Your instructions → Edit these lines so that "green hill" becomes "grassy slope" wherever it occurs, and leave everything else unchanged.

:: Listing ::

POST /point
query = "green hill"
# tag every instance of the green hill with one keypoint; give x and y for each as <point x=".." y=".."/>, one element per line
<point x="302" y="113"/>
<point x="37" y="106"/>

:::

Result of this exercise →
POST /point
query = "grassy slope"
# tag every instance of the grassy slope with one keypoint; give x and y for each as <point x=".." y=".."/>, one element per line
<point x="302" y="113"/>
<point x="37" y="106"/>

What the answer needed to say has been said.